— Data supplied —
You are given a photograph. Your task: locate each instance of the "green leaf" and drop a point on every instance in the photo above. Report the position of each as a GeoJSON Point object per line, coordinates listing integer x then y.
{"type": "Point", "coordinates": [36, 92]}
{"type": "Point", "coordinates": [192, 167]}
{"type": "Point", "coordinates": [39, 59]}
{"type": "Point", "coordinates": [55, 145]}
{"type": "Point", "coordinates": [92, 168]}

— Exercise instructions —
The listing above should be transcribed in full, exactly as written.

— Completed exercise —
You are given a photograph. Your task: locate each instance of the "green leaf" and drop a point on every instance in the photo above. Report the position of each as a GeoJSON Point object per line, coordinates listing integer x then y.
{"type": "Point", "coordinates": [36, 92]}
{"type": "Point", "coordinates": [192, 167]}
{"type": "Point", "coordinates": [39, 59]}
{"type": "Point", "coordinates": [55, 145]}
{"type": "Point", "coordinates": [92, 168]}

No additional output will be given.